-------- Selected text --------
Start a new notebook and save it into your Project/scripts folder
with whatever name you like. You could call it
war_and_peace (but not war and peace because R
does not like spaces in titles), but something like
dplyr_exercise would be more suitable.
Normally each R markdown document is composed of 3 main components, 1) a YAML header, 2) formatted text and 3) one or more code chunks.
The YAML header contains some metadata about the script. It is the
few lines of text at the top between two lines of three dashes:
---. Eventually you may want to alter this in all sorts of
ways, and you can do this any time, but for now you might just want to
alter the title (to something that tells you what this script does. In a
month or two you may well have forgotten!) and add lines for
author: and date:. You should never delete
this section entirely. Beneath it is where you write your script. Begin
by deleting all the exemplar text that is presented to you on first
creating a new notebook. All of it, so that all you have beneath the
yaml is white space.
We will now write our script code-chunk by code-chunk, interspersing these with helpful commentary that will at least serve to remind us what each chunk does, but could also be extensive blocks of text if we wanted that, all of it formatted according to the simple rules of Markdown, which you can find in the Help menu.
--------
Requests —
1) In the R markdown text, rewrite the paragraph beginning "The YAML header contains" as a short bulleted list that keeps its main facts.
2) Decide whether each statement agrees with the R markdown text. Answer yes or no, and quote the deciding words from the text.
(a) R does not like spaces in titles.
(b) The YAML header may be deleted entirely if it is not needed.
(c) The rules of Markdown can be found in the Help menu.
-------- Information supplied --------
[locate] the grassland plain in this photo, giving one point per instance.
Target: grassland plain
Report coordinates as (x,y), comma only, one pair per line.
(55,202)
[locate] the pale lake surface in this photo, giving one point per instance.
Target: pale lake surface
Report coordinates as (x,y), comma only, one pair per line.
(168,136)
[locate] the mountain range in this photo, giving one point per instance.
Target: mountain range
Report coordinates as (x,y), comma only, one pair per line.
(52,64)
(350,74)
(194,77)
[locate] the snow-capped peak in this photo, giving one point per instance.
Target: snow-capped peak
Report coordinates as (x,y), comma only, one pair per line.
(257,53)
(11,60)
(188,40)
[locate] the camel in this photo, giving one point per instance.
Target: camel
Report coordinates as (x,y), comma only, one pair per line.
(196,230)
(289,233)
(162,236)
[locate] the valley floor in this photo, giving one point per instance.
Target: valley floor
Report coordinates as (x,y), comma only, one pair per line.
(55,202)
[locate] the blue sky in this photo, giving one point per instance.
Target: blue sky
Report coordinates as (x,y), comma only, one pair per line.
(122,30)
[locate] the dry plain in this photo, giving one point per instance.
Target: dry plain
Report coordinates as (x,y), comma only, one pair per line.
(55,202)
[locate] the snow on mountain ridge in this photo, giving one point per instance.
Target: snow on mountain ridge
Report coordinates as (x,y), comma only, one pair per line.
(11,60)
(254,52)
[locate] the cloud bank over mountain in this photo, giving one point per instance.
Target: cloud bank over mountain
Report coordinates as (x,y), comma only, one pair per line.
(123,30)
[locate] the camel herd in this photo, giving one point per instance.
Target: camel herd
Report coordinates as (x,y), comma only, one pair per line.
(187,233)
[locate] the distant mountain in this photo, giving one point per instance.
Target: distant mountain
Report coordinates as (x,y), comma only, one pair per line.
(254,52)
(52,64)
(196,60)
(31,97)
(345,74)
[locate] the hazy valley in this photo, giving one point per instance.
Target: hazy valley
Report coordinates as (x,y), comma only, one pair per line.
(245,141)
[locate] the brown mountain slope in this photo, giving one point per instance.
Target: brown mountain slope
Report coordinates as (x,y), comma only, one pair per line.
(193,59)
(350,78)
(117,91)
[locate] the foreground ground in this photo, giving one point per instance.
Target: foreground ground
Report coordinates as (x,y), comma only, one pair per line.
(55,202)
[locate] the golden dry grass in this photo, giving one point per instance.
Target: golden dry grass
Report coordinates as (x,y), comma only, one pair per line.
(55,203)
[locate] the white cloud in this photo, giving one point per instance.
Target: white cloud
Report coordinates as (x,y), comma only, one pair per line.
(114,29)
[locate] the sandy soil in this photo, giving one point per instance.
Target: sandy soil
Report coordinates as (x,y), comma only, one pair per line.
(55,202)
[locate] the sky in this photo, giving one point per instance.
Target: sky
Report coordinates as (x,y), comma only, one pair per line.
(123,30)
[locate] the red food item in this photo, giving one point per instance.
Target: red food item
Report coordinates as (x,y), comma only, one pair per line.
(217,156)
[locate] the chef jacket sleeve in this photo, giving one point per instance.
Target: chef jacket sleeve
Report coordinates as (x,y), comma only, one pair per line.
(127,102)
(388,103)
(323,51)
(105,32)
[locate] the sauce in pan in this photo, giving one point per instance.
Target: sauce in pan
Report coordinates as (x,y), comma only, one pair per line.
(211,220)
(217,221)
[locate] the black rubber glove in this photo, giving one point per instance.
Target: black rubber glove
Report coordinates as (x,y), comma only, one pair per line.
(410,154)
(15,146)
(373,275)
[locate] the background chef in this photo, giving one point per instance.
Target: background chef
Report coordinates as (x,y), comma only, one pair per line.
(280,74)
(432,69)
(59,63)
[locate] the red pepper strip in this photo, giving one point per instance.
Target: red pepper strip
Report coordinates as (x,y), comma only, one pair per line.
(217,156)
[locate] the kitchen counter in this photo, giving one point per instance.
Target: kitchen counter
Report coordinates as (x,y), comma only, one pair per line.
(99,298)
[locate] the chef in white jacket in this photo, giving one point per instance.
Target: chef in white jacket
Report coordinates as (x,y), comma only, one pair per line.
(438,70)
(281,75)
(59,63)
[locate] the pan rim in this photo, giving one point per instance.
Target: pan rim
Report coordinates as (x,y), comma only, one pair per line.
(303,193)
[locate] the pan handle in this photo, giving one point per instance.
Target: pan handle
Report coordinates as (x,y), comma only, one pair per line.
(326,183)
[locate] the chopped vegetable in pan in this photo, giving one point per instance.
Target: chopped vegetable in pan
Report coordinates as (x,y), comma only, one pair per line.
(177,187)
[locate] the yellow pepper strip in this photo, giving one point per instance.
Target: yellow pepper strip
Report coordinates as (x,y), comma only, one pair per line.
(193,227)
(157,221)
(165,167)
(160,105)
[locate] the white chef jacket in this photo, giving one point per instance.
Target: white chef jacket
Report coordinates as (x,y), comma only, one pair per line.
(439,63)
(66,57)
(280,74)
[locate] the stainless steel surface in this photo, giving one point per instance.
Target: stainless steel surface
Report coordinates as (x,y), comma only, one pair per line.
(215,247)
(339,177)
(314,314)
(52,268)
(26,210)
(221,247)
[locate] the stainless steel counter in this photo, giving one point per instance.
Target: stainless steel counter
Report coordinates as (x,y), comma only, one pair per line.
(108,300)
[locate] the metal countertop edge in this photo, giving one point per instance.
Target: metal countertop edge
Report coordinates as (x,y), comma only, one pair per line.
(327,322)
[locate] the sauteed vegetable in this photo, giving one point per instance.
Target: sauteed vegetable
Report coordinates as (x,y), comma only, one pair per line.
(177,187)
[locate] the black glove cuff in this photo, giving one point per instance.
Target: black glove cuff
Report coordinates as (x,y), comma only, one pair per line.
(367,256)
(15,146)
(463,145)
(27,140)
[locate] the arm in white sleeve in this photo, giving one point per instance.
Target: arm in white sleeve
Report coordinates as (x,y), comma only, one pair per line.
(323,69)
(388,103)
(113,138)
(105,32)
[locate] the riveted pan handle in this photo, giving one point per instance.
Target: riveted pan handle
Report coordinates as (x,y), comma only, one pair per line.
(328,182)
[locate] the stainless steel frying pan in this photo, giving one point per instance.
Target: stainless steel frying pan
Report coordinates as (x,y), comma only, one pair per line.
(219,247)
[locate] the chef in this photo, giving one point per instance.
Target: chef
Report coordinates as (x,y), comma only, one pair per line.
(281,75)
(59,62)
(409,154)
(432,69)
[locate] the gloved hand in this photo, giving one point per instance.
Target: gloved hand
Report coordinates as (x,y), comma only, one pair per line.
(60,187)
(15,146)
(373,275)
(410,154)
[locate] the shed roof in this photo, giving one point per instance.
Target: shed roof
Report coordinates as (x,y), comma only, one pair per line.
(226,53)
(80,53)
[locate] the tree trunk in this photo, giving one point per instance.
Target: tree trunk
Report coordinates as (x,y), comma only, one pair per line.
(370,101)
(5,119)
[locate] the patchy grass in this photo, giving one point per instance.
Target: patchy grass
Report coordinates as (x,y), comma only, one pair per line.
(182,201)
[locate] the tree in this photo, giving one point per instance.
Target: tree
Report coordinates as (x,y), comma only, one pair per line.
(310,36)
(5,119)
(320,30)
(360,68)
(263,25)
--------
In response —
1)
- The YAML header holds metadata about the script.
- It is the few lines at the top between two lines of three dashes (---).
- It can be changed in many ways at any time. For now, change the title to say what the script does, and add lines for author: and date:.
- Never delete the header entirely.
- Write the script beneath it.
- Delete all the exemplar text that appears when a new notebook is first created, leaving only white space below the YAML.

2)
(a) Yes: "R does not like spaces in titles"
(b) No: "You should never delete this section entirely."
(c) Yes: "which you can find in the Help menu"